-------- Task material

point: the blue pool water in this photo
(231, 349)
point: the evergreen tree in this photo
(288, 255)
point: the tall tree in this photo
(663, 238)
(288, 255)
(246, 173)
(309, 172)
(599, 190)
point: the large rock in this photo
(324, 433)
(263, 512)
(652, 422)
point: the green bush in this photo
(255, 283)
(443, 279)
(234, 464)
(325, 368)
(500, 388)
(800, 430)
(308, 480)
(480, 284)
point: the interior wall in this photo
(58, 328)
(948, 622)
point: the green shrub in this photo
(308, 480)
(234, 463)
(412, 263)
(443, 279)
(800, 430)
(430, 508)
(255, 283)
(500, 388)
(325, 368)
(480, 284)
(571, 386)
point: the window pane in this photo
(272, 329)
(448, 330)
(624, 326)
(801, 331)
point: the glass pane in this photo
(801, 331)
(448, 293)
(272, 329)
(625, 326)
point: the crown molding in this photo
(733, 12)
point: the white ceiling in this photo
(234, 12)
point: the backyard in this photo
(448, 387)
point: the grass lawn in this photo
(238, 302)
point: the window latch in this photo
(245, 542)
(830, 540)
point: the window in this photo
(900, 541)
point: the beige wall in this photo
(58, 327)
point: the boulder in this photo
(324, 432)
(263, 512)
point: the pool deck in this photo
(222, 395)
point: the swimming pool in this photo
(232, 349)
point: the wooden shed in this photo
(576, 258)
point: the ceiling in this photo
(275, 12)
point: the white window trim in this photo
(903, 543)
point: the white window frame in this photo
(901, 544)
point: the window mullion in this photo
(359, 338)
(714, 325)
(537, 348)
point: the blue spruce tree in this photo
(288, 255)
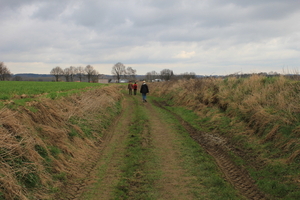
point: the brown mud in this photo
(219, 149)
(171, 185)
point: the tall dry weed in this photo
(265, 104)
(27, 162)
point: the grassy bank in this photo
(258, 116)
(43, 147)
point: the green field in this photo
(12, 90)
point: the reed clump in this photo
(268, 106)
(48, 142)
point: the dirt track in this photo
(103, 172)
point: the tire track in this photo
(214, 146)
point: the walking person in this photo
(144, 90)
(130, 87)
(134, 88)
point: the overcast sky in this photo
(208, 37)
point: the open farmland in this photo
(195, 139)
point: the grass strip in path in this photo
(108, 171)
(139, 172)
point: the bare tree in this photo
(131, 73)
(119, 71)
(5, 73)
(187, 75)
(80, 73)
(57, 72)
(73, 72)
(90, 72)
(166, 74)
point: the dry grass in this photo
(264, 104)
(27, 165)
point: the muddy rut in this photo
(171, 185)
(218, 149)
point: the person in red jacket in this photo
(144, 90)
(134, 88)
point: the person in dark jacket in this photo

----------------
-------- Task material

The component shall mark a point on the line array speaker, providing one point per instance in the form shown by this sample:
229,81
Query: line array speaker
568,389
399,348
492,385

----------------

Would you please write out, exactly and with no other lines, the stretch of the listing above from the line containing "point: the person in red jacket in this photo" through the line containing "point: the person in dark"?

### Answer to the problem
point: the person in red jacket in this photo
(144, 90)
(134, 88)
point: the person in dark jacket in this photo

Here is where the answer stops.